===== EXERCISE DATA =====

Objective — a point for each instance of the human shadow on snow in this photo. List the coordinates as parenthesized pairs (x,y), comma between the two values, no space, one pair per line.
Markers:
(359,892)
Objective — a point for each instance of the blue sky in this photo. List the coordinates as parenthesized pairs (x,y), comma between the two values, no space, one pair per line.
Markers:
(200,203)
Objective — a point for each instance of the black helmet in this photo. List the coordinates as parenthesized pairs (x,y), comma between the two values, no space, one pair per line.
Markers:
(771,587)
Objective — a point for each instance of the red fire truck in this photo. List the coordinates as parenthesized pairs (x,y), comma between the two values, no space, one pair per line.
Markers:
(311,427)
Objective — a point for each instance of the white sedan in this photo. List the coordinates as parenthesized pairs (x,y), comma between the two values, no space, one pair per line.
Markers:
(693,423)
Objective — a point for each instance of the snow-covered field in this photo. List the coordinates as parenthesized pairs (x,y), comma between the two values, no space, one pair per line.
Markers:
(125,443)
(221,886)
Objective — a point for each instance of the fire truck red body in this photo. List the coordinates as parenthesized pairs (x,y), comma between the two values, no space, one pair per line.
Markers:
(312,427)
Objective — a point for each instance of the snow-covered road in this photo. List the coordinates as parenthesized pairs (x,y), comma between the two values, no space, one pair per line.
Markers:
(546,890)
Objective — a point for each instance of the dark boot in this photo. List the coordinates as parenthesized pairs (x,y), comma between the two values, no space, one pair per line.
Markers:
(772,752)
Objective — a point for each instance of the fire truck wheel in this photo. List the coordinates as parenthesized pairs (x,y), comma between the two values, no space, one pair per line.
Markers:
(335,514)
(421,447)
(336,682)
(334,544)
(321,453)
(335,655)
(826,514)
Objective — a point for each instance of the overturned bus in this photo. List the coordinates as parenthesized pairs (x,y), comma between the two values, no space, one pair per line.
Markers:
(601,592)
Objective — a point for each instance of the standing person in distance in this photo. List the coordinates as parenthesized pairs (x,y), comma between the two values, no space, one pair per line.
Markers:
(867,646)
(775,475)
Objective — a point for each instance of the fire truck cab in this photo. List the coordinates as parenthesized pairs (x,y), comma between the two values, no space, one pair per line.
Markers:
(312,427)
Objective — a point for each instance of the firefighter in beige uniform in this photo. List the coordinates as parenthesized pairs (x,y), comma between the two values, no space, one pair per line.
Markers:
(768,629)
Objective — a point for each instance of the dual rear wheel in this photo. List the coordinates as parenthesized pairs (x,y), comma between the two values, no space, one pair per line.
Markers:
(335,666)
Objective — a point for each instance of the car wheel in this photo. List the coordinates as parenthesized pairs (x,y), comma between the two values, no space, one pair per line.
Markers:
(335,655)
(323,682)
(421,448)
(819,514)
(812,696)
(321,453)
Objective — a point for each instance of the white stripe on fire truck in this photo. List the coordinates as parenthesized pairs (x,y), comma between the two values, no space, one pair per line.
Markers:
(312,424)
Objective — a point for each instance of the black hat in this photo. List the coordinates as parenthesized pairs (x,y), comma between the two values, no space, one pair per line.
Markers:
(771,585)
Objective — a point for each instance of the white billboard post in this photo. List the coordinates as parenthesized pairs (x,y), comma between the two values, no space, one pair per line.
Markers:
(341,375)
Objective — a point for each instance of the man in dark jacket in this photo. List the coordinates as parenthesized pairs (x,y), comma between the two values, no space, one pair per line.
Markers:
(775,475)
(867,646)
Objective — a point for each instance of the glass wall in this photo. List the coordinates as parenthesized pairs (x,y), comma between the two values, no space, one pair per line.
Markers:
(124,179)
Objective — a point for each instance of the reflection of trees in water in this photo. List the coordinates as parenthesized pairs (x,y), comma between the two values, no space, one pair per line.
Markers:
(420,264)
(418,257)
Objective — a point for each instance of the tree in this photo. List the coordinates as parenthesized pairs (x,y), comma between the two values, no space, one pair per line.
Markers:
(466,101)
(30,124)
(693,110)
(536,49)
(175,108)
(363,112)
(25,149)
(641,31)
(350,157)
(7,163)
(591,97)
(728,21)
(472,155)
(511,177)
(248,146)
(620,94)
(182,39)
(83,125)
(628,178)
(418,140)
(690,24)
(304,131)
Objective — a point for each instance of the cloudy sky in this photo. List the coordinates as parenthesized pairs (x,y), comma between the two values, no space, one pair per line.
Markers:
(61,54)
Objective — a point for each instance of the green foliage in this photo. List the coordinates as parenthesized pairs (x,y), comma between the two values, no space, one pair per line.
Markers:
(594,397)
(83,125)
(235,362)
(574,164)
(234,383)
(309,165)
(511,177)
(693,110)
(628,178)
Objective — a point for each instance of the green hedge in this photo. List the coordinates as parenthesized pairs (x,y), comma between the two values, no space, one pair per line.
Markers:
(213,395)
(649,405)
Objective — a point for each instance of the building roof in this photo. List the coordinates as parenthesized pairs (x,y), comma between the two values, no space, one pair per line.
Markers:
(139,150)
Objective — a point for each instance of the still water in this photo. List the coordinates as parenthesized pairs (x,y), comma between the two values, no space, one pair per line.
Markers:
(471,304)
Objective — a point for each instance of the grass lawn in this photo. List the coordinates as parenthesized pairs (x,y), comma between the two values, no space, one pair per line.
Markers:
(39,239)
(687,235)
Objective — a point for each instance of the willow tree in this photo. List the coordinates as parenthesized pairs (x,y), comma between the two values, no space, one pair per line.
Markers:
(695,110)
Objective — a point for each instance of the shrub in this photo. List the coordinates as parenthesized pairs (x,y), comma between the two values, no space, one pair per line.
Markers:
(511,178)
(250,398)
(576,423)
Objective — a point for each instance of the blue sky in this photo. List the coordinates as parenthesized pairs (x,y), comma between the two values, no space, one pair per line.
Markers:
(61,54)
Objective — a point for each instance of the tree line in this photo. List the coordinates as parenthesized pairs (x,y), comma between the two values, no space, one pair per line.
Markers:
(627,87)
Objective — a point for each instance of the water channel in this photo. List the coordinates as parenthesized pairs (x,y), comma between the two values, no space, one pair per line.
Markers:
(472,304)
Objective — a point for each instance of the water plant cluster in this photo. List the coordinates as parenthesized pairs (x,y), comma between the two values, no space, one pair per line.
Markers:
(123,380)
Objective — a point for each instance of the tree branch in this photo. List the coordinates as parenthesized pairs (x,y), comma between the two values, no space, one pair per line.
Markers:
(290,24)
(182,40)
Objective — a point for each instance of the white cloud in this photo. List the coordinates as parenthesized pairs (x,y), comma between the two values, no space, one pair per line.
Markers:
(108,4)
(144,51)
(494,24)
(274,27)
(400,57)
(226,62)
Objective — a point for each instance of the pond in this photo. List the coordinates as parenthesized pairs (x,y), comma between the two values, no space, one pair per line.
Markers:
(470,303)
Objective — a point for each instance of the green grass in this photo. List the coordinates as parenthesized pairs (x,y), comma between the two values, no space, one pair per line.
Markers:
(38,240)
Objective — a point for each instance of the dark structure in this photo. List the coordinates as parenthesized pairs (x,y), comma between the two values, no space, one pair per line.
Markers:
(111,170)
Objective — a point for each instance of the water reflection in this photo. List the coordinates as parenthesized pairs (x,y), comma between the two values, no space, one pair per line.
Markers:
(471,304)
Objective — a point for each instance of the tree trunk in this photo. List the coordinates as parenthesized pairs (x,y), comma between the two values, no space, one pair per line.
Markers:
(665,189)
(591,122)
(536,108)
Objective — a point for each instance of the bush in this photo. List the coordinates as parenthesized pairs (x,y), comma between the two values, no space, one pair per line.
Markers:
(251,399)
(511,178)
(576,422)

=====

Put everything from the line containing "Objective — a point for each instance of the bush" down to the end of the records into a numbered list, leaving out any blank lines.

■ COMPLETE ANSWER ■
1. Objective — a point for each instance of the bush in this photo. List the coordinates as parenthesized pairs (x,y), comma between the two values, no space, one pair per line.
2. Markers:
3. (251,399)
4. (511,178)
5. (576,422)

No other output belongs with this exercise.